<<<<

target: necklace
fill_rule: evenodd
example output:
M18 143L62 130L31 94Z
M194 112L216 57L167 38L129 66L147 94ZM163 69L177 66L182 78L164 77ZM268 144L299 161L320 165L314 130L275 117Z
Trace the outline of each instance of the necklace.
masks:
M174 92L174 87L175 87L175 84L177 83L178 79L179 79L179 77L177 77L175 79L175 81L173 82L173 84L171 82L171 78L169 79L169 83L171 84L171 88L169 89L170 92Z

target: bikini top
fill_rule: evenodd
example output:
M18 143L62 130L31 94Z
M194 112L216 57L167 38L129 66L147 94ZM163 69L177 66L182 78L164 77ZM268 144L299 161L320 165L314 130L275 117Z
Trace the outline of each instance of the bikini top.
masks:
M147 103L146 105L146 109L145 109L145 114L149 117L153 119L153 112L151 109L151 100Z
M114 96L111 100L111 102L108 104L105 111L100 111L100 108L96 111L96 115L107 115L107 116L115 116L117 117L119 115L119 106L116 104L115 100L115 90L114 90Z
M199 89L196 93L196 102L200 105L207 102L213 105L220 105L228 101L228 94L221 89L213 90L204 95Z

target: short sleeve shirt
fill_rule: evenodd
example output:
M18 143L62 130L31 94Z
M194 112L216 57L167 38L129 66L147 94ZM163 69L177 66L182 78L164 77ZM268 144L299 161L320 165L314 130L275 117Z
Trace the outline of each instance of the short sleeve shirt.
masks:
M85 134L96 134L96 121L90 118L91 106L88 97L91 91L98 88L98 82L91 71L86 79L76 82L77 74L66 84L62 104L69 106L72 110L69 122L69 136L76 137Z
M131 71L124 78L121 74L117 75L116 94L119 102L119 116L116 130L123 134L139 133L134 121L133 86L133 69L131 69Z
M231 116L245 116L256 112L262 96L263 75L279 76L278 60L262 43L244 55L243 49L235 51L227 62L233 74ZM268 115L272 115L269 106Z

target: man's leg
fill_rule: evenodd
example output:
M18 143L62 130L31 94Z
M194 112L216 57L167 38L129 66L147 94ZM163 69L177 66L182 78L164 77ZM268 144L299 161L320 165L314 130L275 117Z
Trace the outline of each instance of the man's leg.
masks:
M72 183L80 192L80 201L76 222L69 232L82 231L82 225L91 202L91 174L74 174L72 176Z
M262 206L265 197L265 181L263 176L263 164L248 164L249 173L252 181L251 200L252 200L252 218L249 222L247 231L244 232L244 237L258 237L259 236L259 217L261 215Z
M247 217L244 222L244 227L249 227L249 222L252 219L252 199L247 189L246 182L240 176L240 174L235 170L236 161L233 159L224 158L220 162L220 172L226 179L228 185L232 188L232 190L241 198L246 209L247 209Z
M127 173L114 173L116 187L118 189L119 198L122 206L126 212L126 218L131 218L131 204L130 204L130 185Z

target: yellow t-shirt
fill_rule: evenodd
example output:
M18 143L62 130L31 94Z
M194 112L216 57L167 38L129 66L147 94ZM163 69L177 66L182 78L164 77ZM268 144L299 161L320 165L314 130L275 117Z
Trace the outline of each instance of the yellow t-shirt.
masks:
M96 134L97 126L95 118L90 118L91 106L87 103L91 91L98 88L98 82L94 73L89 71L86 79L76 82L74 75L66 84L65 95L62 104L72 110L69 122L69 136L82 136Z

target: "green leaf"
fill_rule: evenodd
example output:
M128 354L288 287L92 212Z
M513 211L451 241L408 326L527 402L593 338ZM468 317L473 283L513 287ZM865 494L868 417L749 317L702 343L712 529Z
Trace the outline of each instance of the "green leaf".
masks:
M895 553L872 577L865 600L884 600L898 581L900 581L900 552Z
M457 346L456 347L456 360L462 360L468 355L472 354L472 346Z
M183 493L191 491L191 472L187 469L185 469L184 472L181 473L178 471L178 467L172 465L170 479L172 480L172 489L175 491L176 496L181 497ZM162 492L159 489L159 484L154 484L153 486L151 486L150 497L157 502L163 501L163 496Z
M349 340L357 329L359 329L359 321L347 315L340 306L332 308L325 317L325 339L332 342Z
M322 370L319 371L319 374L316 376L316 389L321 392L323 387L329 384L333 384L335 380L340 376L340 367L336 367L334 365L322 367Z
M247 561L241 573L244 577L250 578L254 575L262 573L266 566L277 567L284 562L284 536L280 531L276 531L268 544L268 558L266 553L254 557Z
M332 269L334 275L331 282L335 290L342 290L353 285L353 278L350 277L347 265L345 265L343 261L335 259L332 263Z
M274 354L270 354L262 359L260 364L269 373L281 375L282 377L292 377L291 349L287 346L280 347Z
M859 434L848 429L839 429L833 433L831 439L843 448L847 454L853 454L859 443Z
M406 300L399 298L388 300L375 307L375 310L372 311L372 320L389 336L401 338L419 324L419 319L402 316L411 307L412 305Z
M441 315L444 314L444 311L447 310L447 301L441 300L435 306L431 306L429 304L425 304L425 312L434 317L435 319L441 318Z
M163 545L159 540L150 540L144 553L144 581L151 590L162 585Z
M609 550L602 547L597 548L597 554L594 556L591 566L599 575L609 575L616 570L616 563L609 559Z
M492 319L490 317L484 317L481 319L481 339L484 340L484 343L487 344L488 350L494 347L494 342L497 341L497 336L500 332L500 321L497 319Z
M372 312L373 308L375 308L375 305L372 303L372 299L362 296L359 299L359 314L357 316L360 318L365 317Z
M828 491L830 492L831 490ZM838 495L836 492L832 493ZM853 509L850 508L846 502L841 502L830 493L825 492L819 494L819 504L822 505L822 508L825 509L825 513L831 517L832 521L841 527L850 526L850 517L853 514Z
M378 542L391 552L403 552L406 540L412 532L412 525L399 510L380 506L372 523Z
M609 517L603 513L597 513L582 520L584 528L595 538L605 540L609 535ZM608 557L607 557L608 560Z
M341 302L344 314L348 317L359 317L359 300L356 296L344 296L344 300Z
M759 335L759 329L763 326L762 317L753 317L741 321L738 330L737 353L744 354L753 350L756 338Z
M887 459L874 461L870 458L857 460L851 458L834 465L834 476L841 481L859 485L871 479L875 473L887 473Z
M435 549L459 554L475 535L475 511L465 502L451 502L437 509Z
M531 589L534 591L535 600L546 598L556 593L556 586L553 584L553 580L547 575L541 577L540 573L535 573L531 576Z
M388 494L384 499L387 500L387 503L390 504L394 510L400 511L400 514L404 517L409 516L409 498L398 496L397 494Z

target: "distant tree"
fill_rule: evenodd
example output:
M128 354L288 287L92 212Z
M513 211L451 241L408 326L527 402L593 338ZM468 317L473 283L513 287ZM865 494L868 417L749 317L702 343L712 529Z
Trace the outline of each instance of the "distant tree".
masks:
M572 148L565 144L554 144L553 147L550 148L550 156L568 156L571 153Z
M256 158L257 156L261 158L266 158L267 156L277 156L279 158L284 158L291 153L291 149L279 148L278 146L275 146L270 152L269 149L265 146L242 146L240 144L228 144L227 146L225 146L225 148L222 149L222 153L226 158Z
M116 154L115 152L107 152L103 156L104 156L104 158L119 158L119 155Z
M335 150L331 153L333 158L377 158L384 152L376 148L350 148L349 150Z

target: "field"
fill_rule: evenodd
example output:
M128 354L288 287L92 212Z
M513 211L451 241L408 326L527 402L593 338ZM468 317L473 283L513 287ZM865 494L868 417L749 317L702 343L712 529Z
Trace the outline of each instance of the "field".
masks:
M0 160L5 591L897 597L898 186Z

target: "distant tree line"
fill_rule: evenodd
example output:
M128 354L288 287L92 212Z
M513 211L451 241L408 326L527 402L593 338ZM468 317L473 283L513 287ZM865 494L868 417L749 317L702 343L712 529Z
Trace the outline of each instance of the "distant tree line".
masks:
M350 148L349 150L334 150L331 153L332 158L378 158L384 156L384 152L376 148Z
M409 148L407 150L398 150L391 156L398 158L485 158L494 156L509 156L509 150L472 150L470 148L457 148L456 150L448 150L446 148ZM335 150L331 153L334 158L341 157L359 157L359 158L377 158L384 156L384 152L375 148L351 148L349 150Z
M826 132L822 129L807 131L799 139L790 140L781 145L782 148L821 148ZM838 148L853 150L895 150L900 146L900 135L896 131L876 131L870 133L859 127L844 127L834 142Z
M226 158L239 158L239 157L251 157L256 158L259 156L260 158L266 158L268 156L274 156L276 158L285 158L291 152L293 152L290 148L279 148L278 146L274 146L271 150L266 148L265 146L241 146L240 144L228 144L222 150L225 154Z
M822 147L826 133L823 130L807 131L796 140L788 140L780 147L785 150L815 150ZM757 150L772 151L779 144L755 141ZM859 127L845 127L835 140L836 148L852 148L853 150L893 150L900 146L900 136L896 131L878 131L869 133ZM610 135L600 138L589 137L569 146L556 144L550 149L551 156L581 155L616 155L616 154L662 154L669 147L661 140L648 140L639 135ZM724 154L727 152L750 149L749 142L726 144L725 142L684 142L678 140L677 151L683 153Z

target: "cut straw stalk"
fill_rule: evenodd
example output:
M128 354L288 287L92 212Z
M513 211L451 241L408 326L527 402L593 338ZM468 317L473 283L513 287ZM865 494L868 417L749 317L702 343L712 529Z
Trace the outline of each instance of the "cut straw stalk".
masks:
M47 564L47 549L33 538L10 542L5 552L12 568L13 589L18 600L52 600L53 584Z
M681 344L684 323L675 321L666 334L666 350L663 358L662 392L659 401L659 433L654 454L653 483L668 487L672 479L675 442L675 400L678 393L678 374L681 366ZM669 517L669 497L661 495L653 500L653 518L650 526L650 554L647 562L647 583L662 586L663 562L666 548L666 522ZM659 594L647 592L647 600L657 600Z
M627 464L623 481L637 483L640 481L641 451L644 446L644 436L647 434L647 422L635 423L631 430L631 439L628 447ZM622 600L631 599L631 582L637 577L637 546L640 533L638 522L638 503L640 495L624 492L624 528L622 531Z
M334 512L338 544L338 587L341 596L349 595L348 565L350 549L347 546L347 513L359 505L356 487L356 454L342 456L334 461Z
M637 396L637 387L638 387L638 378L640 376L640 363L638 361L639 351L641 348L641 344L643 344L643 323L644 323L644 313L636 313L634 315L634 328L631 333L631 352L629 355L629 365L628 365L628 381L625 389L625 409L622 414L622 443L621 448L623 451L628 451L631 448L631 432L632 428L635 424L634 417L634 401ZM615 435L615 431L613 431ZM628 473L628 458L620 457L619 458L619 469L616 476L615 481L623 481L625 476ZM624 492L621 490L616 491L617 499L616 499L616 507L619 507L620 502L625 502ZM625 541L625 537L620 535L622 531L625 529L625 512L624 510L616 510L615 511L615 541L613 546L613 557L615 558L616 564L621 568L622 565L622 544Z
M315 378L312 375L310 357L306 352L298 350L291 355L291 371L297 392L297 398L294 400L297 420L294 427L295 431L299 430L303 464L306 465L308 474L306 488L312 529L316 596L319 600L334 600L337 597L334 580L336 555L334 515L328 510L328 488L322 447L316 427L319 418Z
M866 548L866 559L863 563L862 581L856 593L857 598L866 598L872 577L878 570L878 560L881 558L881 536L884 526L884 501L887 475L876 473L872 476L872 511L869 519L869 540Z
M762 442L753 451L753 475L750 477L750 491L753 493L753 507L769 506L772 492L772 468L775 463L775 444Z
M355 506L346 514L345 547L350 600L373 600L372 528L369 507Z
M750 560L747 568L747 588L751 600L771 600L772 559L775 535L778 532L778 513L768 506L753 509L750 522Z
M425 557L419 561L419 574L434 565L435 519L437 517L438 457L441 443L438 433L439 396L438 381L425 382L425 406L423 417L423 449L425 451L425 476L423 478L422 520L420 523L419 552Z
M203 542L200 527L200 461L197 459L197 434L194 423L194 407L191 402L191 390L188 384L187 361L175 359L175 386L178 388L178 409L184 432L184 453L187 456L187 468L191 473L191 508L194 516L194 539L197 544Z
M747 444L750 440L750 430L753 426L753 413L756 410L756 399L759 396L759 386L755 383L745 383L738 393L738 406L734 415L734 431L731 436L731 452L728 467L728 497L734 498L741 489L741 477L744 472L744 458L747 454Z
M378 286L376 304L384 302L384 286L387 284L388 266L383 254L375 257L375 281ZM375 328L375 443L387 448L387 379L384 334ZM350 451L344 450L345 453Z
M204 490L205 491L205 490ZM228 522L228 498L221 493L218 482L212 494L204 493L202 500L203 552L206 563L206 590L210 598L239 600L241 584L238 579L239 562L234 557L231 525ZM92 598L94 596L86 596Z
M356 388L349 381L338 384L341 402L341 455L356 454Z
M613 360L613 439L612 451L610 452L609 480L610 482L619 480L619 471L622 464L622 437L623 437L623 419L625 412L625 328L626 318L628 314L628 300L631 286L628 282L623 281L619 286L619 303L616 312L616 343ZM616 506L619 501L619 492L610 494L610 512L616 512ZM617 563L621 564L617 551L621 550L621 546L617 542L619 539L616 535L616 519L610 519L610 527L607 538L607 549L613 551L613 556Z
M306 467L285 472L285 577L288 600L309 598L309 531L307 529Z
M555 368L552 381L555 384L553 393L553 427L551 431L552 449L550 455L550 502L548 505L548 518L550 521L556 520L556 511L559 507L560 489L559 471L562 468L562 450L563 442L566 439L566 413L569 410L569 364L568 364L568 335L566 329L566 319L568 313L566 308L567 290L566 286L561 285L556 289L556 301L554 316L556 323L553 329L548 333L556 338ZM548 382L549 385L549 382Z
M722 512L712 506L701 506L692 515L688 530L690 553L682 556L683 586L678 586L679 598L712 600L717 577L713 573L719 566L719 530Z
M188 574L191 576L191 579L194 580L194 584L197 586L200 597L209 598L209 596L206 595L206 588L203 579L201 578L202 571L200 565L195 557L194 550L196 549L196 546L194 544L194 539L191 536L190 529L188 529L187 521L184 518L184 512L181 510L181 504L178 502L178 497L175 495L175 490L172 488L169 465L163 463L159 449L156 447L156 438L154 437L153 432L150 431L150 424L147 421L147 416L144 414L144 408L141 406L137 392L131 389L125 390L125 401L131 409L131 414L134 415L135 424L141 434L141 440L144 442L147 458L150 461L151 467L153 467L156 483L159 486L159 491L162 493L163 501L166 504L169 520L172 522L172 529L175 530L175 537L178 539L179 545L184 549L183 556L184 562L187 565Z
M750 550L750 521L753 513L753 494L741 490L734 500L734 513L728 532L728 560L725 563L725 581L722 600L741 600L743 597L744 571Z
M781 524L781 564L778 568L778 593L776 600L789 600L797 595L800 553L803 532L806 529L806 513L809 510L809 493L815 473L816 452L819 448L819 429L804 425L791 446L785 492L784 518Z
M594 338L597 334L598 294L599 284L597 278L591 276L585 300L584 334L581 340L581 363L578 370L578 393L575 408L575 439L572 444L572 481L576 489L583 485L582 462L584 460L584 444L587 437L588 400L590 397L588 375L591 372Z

>>>>

Look through the data above and return exactly the lines from the one that contains "target: bikini top" to the one that contains "Trace the outline of each instance of the short", inclusive, with nothing else.

- **Exercise output**:
target: bikini top
fill_rule: evenodd
example output:
M18 143L62 130L31 94Z
M194 112L216 57L167 38L129 66L147 94ZM163 69L177 66L182 78L164 77ZM268 144L299 161L320 165L314 130L275 117Z
Trace the outline of each instance of the bikini top.
masks:
M147 103L146 105L146 109L145 109L145 114L149 117L153 119L153 112L151 109L151 100Z
M114 96L111 100L111 102L108 104L105 111L100 111L100 108L96 111L96 115L107 115L107 116L115 116L117 117L119 115L119 106L116 104L115 100L115 90L114 90Z
M199 89L196 93L196 102L200 105L207 102L213 105L220 105L228 101L228 94L221 89L213 90L204 95Z

target: short sleeve shirt
fill_rule: evenodd
example output:
M18 143L62 130L31 94Z
M194 112L216 57L167 38L129 66L147 94ZM163 69L177 66L182 78L164 77ZM268 144L299 161L320 165L314 130L275 117Z
Trace the outline of each instance of the short sleeve shirt.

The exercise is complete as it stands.